» **WORK ITEM**:
Take every line containing "instance" out of the records.
───── SOURCE INFORMATION ─────
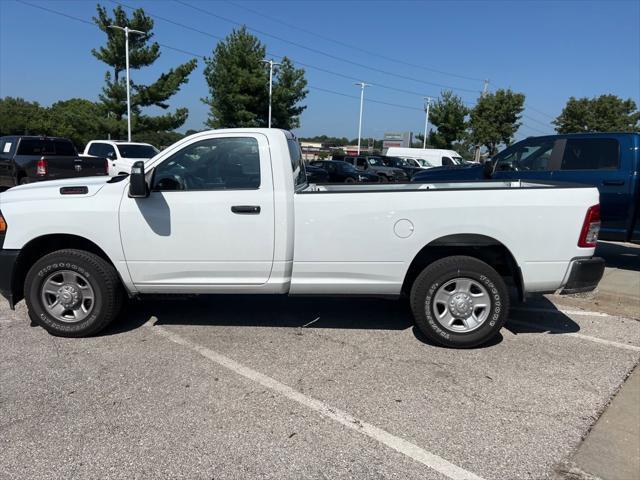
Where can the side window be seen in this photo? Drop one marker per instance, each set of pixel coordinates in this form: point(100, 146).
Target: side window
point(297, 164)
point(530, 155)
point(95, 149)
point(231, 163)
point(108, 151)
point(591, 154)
─────
───── SOURCE INFORMATION ─────
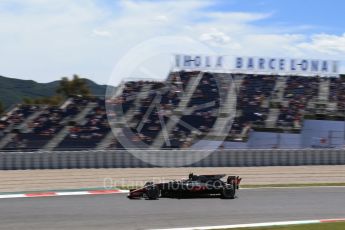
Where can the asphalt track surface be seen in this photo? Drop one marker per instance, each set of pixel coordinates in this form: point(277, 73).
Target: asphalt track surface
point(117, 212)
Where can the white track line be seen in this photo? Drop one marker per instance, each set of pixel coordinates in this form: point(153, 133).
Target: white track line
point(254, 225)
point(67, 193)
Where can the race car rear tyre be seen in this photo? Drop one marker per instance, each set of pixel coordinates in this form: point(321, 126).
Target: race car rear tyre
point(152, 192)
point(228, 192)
─────
» **ANSWER SECTION**:
Where can the side window be seen in this photo? Drop one marker per instance, each set of pixel coordinates in this form: point(100, 146).
Where can the asphalt track surface be seen in this photo? Drop one marker per instance, each set of pixel coordinates in this form: point(277, 73).
Where can the white track line be seen in this photo? Drop one marker per instance, each set of pixel coordinates in this form: point(153, 133).
Where can the race car rear tyre be seen in this photo? Drop one marker per instance, each set of pixel coordinates in this form: point(321, 126).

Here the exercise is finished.